START Document text

Mass. Senate hopefuls Warren, Brown trade barbs
WATERTOWN, Mass. (AP) — U.S. Sen. Scott Brown hit the campaign trail with New Jersey Gov. Chris Christie on Wednesday, casting himself as a bipartisan pragmatist as he was again forced to distance himself from comments made by a fellow Republican Senate candidate.
At a campaign stop at a restaurant in Watertown, Christie praised Brown as a problem-solver and called challenger Elizabeth Warren a member of the ‘‘partisan liberal Democratic elite’’ who will feed the nation’s political divisiveness.
‘‘If that’s the kind of Washington you want then you've got the perfect choice on the ballot. You should vote for Professor Warren,’’ said Christie, also a Republican. ‘‘She won’t even look across the aisle, let alone reach across the aisle.’’
Brown said he was honored to have Christie’s support.
But Brown also found himself forced to react to comments made by Indiana GOP Senate candidate Richard Mourdock, who said during a Tuesday night debate that he believes when a woman becomes pregnant during a rape, ‘‘that’s something God intended.’’
‘‘It’s not what I believe,’’ Brown said. ‘‘I am a pro-choice Republican and that’s not what I believe and I disagree with what he said.’’
Asked if he still supported Mourdock’s candidacy, Brown added: ‘‘Listen, it’s up to the people of Indiana, certainly.’’
Mourdock’s comment recalled Missouri GOP Senate candidate Todd Akin’s remark this summer about rape and pregnancy. Akin said in an August interview that women’s bodies have ways of preventing pregnancy in cases of ‘‘legitimate rape.’’
Brown called Akin’s comments ‘‘outrageous, inappropriate and wrong’’ at the time and said he should resign as the party’s Senate nominee.

END Document text
START Recorded data

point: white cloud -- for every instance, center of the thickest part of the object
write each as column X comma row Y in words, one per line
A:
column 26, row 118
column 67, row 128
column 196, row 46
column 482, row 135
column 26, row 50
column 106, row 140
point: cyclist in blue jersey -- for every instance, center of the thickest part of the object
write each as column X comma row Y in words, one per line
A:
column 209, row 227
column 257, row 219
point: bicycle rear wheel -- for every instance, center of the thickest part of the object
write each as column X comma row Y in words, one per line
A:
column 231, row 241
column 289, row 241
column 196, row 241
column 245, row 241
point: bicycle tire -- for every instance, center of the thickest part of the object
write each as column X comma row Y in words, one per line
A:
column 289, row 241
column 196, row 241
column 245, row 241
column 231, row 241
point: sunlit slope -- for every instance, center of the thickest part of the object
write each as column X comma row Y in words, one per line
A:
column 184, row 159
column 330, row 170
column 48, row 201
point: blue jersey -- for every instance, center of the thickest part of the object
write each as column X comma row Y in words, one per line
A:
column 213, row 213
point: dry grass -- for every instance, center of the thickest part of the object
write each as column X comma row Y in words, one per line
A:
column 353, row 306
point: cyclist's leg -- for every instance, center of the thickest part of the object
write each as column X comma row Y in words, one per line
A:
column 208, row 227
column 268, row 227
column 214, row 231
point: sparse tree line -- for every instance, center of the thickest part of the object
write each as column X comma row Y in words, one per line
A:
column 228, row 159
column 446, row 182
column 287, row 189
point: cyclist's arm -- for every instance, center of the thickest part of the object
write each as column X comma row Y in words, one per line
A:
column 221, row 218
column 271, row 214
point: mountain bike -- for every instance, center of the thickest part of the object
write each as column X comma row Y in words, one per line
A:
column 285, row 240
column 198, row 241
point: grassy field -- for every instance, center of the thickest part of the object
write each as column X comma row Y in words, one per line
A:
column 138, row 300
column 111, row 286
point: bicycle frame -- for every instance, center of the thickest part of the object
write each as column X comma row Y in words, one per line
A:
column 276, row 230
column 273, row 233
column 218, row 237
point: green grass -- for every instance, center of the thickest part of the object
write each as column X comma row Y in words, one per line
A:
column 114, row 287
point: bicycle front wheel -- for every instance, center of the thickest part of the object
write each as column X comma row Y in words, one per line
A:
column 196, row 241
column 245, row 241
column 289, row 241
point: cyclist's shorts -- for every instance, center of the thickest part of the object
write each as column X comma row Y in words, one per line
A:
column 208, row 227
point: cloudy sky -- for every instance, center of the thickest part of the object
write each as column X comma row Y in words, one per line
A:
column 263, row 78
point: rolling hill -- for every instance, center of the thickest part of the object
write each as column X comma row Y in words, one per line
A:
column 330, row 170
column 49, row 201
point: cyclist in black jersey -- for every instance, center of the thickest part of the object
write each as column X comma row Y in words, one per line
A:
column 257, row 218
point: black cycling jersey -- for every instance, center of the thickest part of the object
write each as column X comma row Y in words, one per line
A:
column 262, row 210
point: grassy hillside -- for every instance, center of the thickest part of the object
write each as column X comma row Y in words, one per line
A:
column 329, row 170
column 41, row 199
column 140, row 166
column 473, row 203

END Recorded data
START Recorded data

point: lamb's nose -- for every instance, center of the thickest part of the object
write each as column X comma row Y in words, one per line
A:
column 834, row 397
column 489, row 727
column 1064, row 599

END Recorded data

» **Activity 1**
In the article on the Massachusetts Senate race, what label did Christie give Elizabeth Warren?
» **Activity 2**
Rewrite the stretch of the Massachusetts Senate race article from "Mass. Senate hopefuls" through "nation’s political divisiveness.", substituting "diner" for "restaurant".
» **Activity 3**
Pick up the article on the Massachusetts Senate race after its final sentence and carry it forward.

» **Your response 1**
A member of the "partisan liberal Democratic elite."

» **Your response 2**
Mass. Senate hopefuls Warren, Brown trade barbs
WATERTOWN, Mass. (AP) — U.S. Sen. Scott Brown hit the campaign trail with New Jersey Gov. Chris Christie on Wednesday, casting himself as a bipartisan pragmatist as he was again forced to distance himself from comments made by a fellow Republican Senate candidate.
At a campaign stop at a diner in Watertown, Christie praised Brown as a problem-solver and called challenger Elizabeth Warren a member of the ‘‘partisan liberal Democratic elite’’ who will feed the nation’s political divisiveness.

» **Your response 3**
Warren called Mourdock’s comments ‘‘a chilling reminder of the voices that will be empowered if Republicans take over the United States Senate’’ during a campaign stop at a bookstore in Dedham.
‘‘Sen. Brown is working to empower the voices of people like Mr. Mourdock,’’ she added.
Mourdock on Wednesday stood by his statement but added that some people had twisted its meaning. He said he abhors any kind of violence.
The Massachusetts Democratic Party said in a statement that Brown and Mourdock have both served on a committee that helps raise money to elect Republican candidates.
The sparring came as Brown released a new television ad saying Warren supports $716 billion in cuts to Medicare. The ad says that Warren would ‘‘raid Medicare.’’
Brown has argued that the cuts include $14 billion in Medicare reductions to Massachusetts health care providers and nursing homes over the next decade.
‘‘Hospitals, doctors and nurses will see their payments cut, and that will mean less choice and less access to services that seniors need,’’ Brown said in a fundraising email.
Warren said the cuts won’t harm Medicare benefits and instead target waste, abuse and subsidies to insurance companies. She said the cuts will also extend the life of the Medicare program, adding that Brown’s argument has been debunked by independent analysts, including the AARP, a senior lobbying group.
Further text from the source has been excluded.